__What you need to do__
1. How many lines in the rows below contain the string "player"? Case matters, and your reply should be only the number.
2. Continue the passage on high-yield credit contagion, picking up after its final sentence.

Leveraged high-yield contagion.

Markets in transition; buybacks and Dividends.

Reversal of fortune.

A definition: "Eminence" means a lofty or distinguished position, "Front" in this context means a facade or a false impression. So "Eminence Front" is about someone or something pretending to be more than they are?

Put it in perspective: Eurodollars $15tr; Mutual funds $30tr; shadow banking $75-100tr; bond market $100tr; derivatives $550tr. And there's a lot of interest rate sensitive tinder in there. This time, it may not take a Bear Stearns blow up to ignite things, perhaps like a child playing with matches in a pile of kerosene soaked tinder, just a few debt defaults (energy or oil, Eurodollar based EM or offshore debt, HY junk and or sovereign such as Greece) and a corresponding widening of credit spreads. Despite being awash in "dollars", we may witness a large dearth of "moneyness", which amongst other things, would cause a sudden sharp increase in interest rates, which could cascade into something much, much worse, like under The Midnight Sun where the days are longer, hotter and few in number. - The Midnight Sun Part 3

That is a lot of tinder or "white powder" out there. We Nattered again about that "dearth of moneyness" in Davos: Black Swan Lake?

Leveraged High-Yield Contagion?

Half the HY universe by market value today trades at 310bps, while the other half is at 1050bps. The distressed list has a disproportionate representation of commodities (33%). However, this dispersion doesn't bode well for US as HY, default and distress ratios are increasing, even outside commodities. The higher the "distressed glut", the lower will be the recovery rate. As well, the number of distressed bonds is rising in Europe... CCC issuance has plummeted. - Martin at Macronomics.

Martin would say that canary in the coal mine CCC is singing that financial conditions are tightening, distress is spreading and it is NOT limited to energy and commodities. For more pertinent info on debt spreads and the ongoing contraction of credit liquidity in Europe, Asia and the US, we recommend you read Macronomics' latest missive.

Want proof that the well of liquidity is drying up? YoY corporate gross issuance high yield -40%; YoY 3mo MA investment grade -20%; muni issuance -42%.

At this moment, companies in HY that cannot roll or obtain bond financing or leveraged loans are left with few choices. Previously available "liquidity" in the form of cheap "dollar" credit has kept many a weak hand afloat that might have otherwise already folded to the insufficient economic expansion and contraction currently underway.

__Listing__
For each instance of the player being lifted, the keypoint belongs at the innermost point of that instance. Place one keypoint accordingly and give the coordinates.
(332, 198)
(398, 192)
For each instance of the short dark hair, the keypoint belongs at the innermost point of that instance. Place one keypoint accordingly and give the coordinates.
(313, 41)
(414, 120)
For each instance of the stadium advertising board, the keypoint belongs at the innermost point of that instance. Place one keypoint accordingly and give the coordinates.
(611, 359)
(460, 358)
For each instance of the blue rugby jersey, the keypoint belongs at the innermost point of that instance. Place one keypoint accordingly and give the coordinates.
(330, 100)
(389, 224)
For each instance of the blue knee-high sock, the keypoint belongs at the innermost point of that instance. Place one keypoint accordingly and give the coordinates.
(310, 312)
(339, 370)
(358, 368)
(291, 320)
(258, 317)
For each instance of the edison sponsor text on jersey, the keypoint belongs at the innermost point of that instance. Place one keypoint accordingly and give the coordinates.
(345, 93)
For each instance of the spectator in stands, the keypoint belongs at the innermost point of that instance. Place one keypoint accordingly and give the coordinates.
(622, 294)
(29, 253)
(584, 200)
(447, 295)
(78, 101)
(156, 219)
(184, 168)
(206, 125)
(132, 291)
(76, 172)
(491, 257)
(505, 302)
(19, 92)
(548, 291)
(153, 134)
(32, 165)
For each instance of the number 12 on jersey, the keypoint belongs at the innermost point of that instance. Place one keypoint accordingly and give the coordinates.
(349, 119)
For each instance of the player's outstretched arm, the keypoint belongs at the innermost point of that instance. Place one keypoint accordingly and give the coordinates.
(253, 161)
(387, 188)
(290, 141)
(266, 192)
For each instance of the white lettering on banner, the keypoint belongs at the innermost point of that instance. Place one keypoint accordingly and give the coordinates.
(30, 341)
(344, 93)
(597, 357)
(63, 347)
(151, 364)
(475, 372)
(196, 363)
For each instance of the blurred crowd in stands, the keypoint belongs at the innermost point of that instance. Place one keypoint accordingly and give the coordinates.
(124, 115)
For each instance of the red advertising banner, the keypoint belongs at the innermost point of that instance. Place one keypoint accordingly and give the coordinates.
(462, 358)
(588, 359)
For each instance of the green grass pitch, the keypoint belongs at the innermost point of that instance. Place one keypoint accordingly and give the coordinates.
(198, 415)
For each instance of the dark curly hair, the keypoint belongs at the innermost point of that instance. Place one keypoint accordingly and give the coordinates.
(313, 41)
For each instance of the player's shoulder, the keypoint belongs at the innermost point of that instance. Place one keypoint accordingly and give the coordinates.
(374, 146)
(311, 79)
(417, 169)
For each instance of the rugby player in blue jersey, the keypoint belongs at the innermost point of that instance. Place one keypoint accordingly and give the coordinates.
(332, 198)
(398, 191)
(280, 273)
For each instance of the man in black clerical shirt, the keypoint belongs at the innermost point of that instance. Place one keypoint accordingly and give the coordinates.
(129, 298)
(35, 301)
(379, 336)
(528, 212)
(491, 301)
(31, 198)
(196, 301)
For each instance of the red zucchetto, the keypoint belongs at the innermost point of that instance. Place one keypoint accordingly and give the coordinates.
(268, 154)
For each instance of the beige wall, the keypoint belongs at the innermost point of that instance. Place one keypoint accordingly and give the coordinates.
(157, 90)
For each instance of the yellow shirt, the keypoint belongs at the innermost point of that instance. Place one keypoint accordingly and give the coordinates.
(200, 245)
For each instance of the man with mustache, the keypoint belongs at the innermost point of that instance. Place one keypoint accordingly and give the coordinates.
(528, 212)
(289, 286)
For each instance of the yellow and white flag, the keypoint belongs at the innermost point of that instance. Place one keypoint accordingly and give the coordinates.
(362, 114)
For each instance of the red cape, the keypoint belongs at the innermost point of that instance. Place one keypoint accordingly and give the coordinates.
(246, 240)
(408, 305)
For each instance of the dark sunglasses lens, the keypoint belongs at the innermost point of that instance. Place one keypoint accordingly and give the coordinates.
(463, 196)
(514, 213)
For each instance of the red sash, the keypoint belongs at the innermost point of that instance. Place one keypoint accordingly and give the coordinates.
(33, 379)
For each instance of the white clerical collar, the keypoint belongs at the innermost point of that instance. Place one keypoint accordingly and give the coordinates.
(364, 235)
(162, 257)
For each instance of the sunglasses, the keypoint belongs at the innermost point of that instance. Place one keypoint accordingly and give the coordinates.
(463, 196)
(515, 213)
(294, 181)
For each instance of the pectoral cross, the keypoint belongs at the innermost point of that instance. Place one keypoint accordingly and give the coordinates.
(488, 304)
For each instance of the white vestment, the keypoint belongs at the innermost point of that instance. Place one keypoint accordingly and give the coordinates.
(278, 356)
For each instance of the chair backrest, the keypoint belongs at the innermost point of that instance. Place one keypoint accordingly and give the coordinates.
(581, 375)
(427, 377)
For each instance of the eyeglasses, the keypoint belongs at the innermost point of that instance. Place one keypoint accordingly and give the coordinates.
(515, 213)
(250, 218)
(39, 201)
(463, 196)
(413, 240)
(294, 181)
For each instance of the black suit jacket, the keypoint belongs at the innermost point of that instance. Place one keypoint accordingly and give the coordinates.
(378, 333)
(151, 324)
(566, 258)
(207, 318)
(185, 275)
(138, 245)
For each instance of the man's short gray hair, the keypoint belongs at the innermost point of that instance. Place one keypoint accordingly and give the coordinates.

__Exercise responses__
1. 4

2.
With the dollar getting squeezed by global economic contraction, less petrodollars and ED (eurodollars), those "dollars are not so cheap or available these days. As leveraged HY debt firms start to default and layoff, they will do so in an exponential fashion which is what the crash in CCC suggests for the short and intermediate term. This is not limited to just energy and oil, but also in commodities exporters, EMs, and countless NFCs in China.

Market Is In Transition?

Regarding market transitions feeding the current malaise...

"One of the market transitions involves liquidity, and a move away from counter-cyclical balance sheets. Facing tighter regulation and sharply reduced market appetite for short-term earnings deviations, broker-dealers are a lot less willing to take on inventory when the market overshoots. Other pools of capital, including sovereign wealth funds, also face constraints in increasing their risk-taking." - Mohammed El-Erian

We Nattered about those SWFs here. More from Mo, regarding a resolution to the current sell off...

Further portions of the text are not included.